-- SET OF TASKS --
**a)** According to the printed electronics article, to what size are perovskite solar cells being scaled up at the Fraunhofer IAP?
**b)** Write out the portion of the printed electronics article that begins at the words "Transferring to an" and stops after the words "a major challenge.", without changing anything.

-- GIVEN TEXT --
━━━━━━━━━━━━━━━━━━━━━━━━━━━━━━

Luminescent films, paper-thin displays, flexible solar cells – far beyond the realm of traditional electronics, inks that are conductive and printable make many new applications possible. The first step in developing a product usually occurs in a lab that often resembles a manufactory.  However, in order to successfully launch a product on the market, its materials and manufacturing processes have to be suitable for industrial use.

Transferring to an industry-relevant scale

"The pilot plant allows us to offer companies the chance to transform ideas into commercial products," explains Dr. Armin Wedel, Head of the Functional Polymer Systems Research Department at the Fraunhofer IAP. The production facility develops organic light emitting diodes (OLEDs) as well as solar cells and sensors. These are then scaled up to an industry-relevant scale. Special know-how includes the development of printable materials that can be printed in extremely thin, uniform layers. At the same time, producing these components on a large scale without compromising on performance, e.g. durability or efficiency, poses a major challenge.  

Upscaling inexpensive solar cells made from perovskite

The pilot plant in Potsdam is able to print more than just organic materials. "We are currently applying our many years of experience in organic electronics to perovskite solar cells, an innovation which the solar branch is pinning its hopes on," says Wedel. Using perovskite materials in solar cells has been a recent discovery. These are much more affordable than the silicon solar cells that were previously used. Perovskite poses a breakthrough in the production of inexpensive, green electricity made from sunlight. Until now these solar cells have only been a few square millimeters in size. At the Fraunhofer IAP they are being scaled up to measure 15 cm by 15 cm as part of CHEOPS, a recently launched EU project. This is no small feat since the electricity created at every point of the solar cell has to be conducted to the edge of the panel via electrodes. Such a large area can lead to high losses in electricity. In order to counteract inefficiencies, researchers print specially developed lattice structures before printing the electricity-producing layer. In addition to their small areas, perovskite solar cells have another drawback: they have a short shelf life. "We intend to increase their lifespan using encapsulation processes. In this respect we are also able to profit from our extensive expertise in OLED technology," explains Wedel.

Material and technology development: organic solar cells, OLEDs and quantum dots

At the LOPEC in Hall B0 | Stand 100, Fraunhofer researchers will present the pilot plant alongside their latest material and technology developments in the printed electronics produced by the pilot plant: environmentally friendly, organic, flexible, printed solar cells with an efficiency above 3 percent, water-soluble and cadmium-free quantum dots, and OLEDs for the display industry.

━━━━━━━━━━━━━━━━━━━━━━━━━━━━━━

-- RECORD EXCERPTS --
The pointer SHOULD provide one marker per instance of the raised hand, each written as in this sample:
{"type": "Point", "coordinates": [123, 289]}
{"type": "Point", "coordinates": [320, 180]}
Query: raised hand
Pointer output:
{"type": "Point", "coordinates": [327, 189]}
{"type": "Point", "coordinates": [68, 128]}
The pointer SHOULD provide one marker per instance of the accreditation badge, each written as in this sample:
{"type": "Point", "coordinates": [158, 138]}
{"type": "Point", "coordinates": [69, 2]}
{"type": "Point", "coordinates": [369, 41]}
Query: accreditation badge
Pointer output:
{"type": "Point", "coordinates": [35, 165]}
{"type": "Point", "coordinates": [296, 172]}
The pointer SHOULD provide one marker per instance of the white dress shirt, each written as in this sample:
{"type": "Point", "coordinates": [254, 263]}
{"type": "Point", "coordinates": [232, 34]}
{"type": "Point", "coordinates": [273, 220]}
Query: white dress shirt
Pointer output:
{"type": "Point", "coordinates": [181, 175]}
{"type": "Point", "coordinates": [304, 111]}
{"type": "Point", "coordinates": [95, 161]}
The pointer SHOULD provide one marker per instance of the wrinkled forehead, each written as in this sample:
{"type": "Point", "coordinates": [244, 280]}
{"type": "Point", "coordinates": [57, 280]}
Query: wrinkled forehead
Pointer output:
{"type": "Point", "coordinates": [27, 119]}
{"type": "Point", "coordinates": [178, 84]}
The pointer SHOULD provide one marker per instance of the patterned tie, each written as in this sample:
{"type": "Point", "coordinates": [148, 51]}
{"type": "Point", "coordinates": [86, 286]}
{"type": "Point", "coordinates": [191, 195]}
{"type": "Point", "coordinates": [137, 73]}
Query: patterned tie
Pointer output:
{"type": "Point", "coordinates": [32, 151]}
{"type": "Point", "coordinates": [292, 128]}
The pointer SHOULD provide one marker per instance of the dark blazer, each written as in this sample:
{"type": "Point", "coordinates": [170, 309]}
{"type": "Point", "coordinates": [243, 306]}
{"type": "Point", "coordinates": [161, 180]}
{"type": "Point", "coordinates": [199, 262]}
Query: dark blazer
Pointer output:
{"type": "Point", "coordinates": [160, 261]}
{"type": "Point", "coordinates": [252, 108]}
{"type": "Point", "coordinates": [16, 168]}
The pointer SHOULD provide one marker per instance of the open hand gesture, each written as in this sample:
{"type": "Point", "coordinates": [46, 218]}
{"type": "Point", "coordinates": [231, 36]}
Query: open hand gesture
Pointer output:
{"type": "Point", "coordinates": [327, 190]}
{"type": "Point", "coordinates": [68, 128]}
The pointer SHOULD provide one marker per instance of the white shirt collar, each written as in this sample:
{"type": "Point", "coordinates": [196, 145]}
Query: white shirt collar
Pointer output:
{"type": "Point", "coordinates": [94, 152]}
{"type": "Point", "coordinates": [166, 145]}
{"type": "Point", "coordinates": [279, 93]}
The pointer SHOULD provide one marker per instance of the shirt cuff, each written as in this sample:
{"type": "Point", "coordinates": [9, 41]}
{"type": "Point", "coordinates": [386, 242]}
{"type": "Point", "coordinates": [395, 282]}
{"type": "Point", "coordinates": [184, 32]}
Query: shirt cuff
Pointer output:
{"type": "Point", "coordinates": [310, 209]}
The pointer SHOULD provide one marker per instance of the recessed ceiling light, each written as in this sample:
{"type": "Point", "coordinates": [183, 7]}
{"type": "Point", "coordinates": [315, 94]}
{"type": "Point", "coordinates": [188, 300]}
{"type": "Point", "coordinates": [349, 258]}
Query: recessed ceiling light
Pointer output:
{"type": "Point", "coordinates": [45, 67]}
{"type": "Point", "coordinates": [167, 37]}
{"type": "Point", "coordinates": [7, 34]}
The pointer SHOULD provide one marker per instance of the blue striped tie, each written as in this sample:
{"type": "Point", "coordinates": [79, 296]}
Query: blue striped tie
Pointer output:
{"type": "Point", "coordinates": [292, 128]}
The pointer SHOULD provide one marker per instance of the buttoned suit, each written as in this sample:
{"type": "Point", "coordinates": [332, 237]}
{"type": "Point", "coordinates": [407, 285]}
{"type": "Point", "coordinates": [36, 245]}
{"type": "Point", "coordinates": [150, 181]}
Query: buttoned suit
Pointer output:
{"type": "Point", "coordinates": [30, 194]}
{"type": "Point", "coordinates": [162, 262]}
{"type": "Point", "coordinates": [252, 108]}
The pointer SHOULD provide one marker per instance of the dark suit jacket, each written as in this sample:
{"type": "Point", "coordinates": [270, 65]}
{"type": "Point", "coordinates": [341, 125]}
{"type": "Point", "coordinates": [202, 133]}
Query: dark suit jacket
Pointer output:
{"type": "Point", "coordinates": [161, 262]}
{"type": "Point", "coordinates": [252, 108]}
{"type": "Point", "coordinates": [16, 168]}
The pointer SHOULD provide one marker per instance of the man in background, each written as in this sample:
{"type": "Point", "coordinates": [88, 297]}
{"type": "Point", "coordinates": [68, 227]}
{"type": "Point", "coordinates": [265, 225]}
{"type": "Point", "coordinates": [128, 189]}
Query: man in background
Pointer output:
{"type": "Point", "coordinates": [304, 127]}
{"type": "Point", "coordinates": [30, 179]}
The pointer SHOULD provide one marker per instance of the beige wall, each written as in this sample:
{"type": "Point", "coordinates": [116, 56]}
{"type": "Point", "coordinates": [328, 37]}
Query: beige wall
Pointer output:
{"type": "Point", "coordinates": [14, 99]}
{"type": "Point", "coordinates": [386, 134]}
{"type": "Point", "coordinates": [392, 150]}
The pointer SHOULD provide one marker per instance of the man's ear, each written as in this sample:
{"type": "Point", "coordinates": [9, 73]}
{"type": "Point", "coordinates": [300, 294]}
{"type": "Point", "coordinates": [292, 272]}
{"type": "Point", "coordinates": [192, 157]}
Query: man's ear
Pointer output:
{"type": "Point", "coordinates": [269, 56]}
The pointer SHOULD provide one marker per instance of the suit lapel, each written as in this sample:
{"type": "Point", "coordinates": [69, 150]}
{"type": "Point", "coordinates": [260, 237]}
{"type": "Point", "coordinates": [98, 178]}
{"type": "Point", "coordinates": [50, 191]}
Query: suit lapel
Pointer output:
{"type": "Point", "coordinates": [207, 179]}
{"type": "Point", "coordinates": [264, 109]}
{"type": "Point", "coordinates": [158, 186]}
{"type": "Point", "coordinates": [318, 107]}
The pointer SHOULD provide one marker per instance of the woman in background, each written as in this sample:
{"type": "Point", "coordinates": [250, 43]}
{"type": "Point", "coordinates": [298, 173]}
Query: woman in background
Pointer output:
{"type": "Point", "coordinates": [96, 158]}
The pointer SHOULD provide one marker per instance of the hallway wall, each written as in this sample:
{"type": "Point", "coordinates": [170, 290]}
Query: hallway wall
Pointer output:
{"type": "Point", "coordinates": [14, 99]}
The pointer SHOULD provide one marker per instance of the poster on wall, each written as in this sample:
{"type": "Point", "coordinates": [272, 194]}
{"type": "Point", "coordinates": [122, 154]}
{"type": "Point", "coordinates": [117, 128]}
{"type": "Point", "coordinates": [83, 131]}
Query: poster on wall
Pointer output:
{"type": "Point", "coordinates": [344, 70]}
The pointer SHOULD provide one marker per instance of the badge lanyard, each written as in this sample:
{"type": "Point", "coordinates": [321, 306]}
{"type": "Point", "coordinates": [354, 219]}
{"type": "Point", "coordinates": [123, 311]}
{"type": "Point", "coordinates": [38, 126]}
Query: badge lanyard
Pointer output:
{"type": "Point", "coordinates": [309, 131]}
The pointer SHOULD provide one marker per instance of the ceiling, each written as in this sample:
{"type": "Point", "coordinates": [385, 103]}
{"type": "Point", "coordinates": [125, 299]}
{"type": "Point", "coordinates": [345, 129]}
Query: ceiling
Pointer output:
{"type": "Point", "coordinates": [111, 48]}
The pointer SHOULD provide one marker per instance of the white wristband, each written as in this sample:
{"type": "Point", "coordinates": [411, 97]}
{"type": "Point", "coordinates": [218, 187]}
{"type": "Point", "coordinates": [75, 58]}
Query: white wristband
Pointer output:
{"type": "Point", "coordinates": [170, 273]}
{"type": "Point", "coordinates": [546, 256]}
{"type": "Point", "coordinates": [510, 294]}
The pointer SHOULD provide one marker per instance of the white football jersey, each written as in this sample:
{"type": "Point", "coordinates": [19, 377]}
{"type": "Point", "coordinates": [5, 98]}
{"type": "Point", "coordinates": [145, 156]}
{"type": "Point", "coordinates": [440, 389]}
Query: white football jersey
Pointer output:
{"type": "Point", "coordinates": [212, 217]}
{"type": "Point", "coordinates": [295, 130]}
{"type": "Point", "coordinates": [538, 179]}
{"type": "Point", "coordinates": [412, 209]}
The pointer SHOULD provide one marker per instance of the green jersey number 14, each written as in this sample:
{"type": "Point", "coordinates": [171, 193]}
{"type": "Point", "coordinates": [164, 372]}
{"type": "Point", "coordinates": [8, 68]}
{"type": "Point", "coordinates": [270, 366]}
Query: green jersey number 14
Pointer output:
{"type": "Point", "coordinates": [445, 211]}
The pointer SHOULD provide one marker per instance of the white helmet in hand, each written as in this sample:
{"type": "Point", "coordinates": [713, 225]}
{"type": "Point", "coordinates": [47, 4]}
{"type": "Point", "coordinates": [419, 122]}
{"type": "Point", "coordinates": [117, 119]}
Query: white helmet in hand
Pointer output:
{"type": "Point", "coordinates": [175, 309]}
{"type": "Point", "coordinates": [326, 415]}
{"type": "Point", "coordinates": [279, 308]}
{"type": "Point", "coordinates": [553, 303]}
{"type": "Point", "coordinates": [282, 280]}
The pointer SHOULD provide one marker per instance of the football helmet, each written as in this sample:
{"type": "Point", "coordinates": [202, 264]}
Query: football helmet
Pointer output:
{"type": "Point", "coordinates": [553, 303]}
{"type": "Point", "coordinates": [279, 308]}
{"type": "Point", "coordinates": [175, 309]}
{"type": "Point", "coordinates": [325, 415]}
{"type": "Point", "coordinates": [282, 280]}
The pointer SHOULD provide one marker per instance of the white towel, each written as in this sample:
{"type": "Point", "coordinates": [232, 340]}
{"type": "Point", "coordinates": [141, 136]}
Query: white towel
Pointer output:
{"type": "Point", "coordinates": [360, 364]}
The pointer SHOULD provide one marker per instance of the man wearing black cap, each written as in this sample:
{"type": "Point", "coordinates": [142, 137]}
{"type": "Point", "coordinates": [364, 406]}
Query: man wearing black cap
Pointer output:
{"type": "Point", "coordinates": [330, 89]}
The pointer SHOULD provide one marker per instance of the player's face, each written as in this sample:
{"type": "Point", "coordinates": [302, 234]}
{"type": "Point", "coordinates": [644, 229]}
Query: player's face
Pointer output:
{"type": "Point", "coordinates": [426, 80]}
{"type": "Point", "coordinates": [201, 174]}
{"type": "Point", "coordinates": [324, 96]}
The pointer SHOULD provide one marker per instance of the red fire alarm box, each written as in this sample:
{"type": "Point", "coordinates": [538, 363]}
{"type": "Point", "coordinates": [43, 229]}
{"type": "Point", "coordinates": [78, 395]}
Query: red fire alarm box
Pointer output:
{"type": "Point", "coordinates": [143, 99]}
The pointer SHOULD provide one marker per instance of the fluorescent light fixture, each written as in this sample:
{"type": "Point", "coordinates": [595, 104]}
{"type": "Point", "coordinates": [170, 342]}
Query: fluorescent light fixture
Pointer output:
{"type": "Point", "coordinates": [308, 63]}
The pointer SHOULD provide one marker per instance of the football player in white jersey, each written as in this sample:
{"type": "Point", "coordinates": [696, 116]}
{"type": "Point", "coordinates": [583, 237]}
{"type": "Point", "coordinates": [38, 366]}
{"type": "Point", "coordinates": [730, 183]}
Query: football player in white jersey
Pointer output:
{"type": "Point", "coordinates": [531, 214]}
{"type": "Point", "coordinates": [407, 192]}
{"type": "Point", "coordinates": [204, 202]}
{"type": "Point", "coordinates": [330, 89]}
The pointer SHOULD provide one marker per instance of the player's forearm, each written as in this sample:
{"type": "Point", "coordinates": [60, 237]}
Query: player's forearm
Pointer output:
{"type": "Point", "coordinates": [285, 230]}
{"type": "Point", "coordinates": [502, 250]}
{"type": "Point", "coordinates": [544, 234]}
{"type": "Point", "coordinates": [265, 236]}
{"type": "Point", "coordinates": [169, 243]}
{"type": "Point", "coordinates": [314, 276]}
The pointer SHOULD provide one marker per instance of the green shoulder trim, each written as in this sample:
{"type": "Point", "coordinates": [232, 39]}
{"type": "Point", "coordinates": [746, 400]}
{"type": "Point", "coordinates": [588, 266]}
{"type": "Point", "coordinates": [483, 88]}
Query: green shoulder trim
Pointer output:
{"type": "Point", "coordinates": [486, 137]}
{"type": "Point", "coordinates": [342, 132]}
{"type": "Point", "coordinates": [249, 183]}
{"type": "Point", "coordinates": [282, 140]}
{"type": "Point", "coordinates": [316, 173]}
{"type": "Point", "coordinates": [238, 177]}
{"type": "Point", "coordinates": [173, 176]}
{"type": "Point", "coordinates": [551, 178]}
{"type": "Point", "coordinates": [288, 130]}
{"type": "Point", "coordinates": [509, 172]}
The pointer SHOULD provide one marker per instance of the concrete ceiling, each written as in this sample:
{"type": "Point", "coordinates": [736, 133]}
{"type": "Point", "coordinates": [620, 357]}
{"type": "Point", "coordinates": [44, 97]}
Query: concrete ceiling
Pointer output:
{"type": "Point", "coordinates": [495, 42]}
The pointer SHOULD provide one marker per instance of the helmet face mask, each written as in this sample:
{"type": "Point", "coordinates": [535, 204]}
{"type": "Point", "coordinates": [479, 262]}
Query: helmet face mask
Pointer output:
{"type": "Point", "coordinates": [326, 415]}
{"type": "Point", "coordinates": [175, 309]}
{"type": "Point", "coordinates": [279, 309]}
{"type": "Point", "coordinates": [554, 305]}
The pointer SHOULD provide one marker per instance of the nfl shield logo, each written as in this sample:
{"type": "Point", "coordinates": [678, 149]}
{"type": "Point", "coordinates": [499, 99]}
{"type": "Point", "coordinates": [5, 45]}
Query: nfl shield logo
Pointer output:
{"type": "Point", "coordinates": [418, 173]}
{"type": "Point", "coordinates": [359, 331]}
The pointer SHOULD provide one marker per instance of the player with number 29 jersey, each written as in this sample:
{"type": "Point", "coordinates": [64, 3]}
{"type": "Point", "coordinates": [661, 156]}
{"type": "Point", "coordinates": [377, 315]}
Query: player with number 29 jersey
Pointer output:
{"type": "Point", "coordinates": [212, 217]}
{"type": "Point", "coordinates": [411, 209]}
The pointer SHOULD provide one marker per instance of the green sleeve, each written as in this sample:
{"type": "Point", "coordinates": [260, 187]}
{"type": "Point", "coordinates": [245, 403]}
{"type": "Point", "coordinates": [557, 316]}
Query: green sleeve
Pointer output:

━━━━━━━━━━━━━━━━━━━━━━━━━━━━━━

-- SOLUTIONS PER TASK --
**a)** 15 cm by 15 cm

**b)**
Transferring to an industry-relevant scale

"The pilot plant allows us to offer companies the chance to transform ideas into commercial products," explains Dr. Armin Wedel, Head of the Functional Polymer Systems Research Department at the Fraunhofer IAP. The production facility develops organic light emitting diodes (OLEDs) as well as solar cells and sensors. These are then scaled up to an industry-relevant scale. Special know-how includes the development of printable materials that can be printed in extremely thin, uniform layers. At the same time, producing these components on a large scale without compromising on performance, e.g. durability or efficiency, poses a major challenge.